**Text passage:**
If I were you, I'd put the marriage on indefinite hold. Only if she consistently demonstrates remorse and 100% devotion to you would I consider proceeding. She is the one who has to do the hard work now to convince you it is in your best interest to stay with her. She needs hard consequences, the kind that leave her in deep emotional distress and hating herself. Don't make this easy for her! Spare the rod, spoil the child.

Frankly I would move on without her if I were you. Statistically she is a bad bet for future infidelity. If you do marry her, I would make sure there is a strong and enforceable pre-nup. Protect all your assets including all your own retirement savings and pensions. Protect your right to full custody of any children in the future. If she does cheat in the future, she should get nothing out of a divorce.


----------



## ecrvu (Aug 26, 2015)

I am commited and I believe she is commited. I still need that she comes to me on her own initiative and tells me that she understands my frustration. I do need to feel that we are lovers without thinking or feeling less. 

I probably need to sit down with her, but I do not like talking about it either. 

I understand many of you have had différent expériences. That is why I am hère. Maybe I do not get the answers "I want", but it helps me to be more constructive on my own behalf. 

I just hope she understands the damage it has done to me and us.

**Exercise instructions:** Reproduce the entire forum thread on relationship advice above, character for character.

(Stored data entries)
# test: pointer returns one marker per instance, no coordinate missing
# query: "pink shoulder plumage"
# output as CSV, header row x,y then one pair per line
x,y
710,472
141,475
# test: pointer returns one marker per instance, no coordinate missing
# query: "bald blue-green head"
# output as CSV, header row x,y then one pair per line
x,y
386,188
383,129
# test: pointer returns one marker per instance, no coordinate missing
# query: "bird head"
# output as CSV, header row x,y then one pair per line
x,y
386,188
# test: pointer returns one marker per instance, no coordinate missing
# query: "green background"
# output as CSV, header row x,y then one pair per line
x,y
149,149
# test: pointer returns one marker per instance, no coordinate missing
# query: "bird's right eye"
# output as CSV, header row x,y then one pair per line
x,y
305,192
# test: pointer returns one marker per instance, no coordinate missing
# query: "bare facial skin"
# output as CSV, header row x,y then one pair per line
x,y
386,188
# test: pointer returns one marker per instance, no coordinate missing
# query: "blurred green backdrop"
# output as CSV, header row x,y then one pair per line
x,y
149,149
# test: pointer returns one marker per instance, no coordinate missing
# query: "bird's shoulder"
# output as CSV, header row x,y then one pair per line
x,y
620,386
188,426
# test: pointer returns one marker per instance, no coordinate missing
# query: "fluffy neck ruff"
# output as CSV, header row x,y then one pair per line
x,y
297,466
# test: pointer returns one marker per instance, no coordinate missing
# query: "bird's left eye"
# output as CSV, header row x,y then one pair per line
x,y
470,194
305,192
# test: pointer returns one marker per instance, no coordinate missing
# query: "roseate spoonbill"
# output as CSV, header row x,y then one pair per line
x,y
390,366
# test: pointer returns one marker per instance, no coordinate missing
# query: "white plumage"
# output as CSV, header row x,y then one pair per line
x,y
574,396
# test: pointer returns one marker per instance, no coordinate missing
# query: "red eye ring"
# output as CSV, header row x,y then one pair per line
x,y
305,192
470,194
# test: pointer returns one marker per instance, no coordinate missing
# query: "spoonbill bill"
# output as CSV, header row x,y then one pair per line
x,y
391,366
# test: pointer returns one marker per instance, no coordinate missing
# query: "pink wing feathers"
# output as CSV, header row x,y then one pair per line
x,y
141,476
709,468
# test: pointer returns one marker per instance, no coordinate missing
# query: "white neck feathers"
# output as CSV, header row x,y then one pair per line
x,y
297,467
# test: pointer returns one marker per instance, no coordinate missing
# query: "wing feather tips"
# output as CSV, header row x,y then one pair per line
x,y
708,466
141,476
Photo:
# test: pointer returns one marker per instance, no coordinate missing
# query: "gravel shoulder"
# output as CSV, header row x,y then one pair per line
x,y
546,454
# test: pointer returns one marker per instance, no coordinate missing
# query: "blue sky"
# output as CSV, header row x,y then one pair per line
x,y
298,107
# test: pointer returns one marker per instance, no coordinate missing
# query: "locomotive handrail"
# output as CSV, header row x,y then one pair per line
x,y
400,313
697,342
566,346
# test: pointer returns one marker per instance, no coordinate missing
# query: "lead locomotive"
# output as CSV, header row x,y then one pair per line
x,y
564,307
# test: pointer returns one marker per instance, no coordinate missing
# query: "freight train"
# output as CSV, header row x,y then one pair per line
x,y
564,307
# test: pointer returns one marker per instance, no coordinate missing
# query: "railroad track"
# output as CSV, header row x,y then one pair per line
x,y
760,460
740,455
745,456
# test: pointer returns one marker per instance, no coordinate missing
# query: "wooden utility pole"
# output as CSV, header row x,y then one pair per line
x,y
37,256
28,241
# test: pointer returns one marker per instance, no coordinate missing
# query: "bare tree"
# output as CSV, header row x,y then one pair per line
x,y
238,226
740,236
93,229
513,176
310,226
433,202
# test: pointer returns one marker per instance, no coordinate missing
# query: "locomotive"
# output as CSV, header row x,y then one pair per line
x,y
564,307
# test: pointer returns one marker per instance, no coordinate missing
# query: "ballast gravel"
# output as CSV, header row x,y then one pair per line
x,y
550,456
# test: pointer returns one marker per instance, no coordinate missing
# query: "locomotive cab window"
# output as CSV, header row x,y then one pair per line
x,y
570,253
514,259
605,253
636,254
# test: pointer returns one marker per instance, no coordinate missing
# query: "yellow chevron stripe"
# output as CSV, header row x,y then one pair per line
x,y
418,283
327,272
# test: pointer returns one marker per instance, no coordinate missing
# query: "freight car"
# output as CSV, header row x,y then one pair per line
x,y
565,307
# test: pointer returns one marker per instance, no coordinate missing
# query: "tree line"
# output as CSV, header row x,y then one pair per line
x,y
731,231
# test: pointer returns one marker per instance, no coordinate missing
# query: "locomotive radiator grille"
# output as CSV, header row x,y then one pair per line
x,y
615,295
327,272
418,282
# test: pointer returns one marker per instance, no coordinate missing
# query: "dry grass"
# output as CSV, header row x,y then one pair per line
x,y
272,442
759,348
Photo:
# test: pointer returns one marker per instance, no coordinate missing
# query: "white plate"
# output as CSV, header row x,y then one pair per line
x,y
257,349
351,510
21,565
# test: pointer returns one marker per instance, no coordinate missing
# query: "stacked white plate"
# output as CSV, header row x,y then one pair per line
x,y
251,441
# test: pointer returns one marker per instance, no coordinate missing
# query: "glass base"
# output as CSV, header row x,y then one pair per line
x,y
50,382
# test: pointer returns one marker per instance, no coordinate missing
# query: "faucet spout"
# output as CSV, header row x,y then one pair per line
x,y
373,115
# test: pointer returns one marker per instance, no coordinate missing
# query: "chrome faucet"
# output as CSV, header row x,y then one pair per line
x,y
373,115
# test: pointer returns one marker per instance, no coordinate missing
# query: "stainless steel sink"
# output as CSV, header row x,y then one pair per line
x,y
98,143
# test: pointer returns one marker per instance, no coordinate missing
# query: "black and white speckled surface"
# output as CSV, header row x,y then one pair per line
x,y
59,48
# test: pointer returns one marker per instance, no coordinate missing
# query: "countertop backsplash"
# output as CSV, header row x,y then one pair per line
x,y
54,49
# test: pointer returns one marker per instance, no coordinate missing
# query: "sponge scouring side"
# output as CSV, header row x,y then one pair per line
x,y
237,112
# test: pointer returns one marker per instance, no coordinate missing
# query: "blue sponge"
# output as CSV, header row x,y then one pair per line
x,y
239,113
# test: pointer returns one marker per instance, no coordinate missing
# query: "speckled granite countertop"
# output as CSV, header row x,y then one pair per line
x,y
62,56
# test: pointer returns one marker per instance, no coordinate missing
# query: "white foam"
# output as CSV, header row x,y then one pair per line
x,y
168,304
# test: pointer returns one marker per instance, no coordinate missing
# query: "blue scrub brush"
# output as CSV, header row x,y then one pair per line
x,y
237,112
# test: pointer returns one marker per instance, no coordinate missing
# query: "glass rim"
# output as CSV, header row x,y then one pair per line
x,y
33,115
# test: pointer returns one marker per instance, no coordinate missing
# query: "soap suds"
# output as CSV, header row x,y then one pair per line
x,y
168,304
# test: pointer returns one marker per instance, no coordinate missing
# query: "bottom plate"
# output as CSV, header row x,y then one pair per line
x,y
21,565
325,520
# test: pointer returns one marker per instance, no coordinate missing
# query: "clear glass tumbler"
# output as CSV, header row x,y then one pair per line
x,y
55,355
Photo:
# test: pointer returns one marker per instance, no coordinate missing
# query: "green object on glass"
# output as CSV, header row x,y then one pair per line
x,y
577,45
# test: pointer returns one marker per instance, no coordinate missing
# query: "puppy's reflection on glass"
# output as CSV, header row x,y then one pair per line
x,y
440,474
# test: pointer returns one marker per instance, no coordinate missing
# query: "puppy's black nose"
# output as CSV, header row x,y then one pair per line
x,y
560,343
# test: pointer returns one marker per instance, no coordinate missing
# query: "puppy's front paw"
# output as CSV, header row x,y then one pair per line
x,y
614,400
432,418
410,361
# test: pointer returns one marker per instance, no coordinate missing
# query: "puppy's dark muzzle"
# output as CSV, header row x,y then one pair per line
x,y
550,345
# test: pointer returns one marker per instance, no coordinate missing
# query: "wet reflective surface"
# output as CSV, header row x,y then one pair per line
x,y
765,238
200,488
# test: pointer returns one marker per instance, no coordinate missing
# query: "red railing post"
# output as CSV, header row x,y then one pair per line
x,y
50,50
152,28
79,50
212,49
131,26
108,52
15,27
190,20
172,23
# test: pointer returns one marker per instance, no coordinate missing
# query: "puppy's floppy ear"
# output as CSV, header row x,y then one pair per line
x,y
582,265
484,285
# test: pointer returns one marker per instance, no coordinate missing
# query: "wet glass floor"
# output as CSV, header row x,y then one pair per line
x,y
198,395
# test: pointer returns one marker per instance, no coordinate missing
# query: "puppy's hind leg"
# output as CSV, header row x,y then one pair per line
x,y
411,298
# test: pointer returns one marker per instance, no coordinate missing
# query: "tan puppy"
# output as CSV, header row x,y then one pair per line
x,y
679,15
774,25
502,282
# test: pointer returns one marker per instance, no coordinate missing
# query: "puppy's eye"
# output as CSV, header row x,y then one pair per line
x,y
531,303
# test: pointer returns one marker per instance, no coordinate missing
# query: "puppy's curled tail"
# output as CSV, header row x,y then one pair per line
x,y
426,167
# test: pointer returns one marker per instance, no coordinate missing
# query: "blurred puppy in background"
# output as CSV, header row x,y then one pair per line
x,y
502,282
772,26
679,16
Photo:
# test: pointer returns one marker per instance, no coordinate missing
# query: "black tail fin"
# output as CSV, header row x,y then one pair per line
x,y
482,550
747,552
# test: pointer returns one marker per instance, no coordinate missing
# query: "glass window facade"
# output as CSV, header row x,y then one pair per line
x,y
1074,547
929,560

**Expected output:**
If I were you, I'd put the marriage on indefinite hold. Only if she consistently demonstrates remorse and 100% devotion to you would I consider proceeding. She is the one who has to do the hard work now to convince you it is in your best interest to stay with her. She needs hard consequences, the kind that leave her in deep emotional distress and hating herself. Don't make this easy for her! Spare the rod, spoil the child.

Frankly I would move on without her if I were you. Statistically she is a bad bet for future infidelity. If you do marry her, I would make sure there is a strong and enforceable pre-nup. Protect all your assets including all your own retirement savings and pensions. Protect your right to full custody of any children in the future. If she does cheat in the future, she should get nothing out of a divorce.


----------



## ecrvu (Aug 26, 2015)

I am commited and I believe she is commited. I still need that she comes to me on her own initiative and tells me that she understands my frustration. I do need to feel that we are lovers without thinking or feeling less. 

I probably need to sit down with her, but I do not like talking about it either. 

I understand many of you have had différent expériences. That is why I am hère. Maybe I do not get the answers "I want", but it helps me to be more constructive on my own behalf. 

I just hope she understands the damage it has done to me and us.